Stored items:

######

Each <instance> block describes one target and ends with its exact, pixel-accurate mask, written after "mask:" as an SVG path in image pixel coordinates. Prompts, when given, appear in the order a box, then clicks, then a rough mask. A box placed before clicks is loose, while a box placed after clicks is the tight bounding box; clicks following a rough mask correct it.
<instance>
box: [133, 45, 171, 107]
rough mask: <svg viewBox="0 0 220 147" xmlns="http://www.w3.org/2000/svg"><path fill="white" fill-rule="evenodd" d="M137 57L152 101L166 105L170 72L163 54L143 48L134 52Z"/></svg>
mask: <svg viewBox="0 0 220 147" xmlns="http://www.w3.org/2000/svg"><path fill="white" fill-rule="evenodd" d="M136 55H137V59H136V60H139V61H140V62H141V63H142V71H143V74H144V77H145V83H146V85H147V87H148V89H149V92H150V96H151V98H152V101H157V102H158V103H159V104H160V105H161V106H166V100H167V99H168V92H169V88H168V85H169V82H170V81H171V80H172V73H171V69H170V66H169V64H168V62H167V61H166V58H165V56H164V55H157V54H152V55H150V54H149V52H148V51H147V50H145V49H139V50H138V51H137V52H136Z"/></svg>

######

## WHAT TO PRODUCE
Copy out all of the records above with nothing altered.

## ANSWER BELOW
Each <instance> block describes one target and ends with its exact, pixel-accurate mask, written after "mask:" as an SVG path in image pixel coordinates. Prompts, when given, appear in the order a box, then clicks, then a rough mask. A box placed before clicks is loose, while a box placed after clicks is the tight bounding box; clicks following a rough mask correct it.
<instance>
box: [133, 45, 171, 107]
rough mask: <svg viewBox="0 0 220 147" xmlns="http://www.w3.org/2000/svg"><path fill="white" fill-rule="evenodd" d="M137 57L152 101L166 105L170 72L163 54L143 48L134 52Z"/></svg>
mask: <svg viewBox="0 0 220 147" xmlns="http://www.w3.org/2000/svg"><path fill="white" fill-rule="evenodd" d="M136 55H137V59H136V60H139V61H140V62H141V63H142V71H143V74H144V77H145V83H146V85H147V87H148V89H149V92H150V96H151V98H152V101H157V102H158V103H159V104H160V105H161V106H166V100H167V99H168V92H169V88H168V85H169V82H170V81H171V80H172V73H171V69H170V66H169V64H168V62H167V61H166V58H165V56H164V55H157V54H152V55H150V54H149V52H148V51H147V50H145V49H139V50H138V51H137V52H136Z"/></svg>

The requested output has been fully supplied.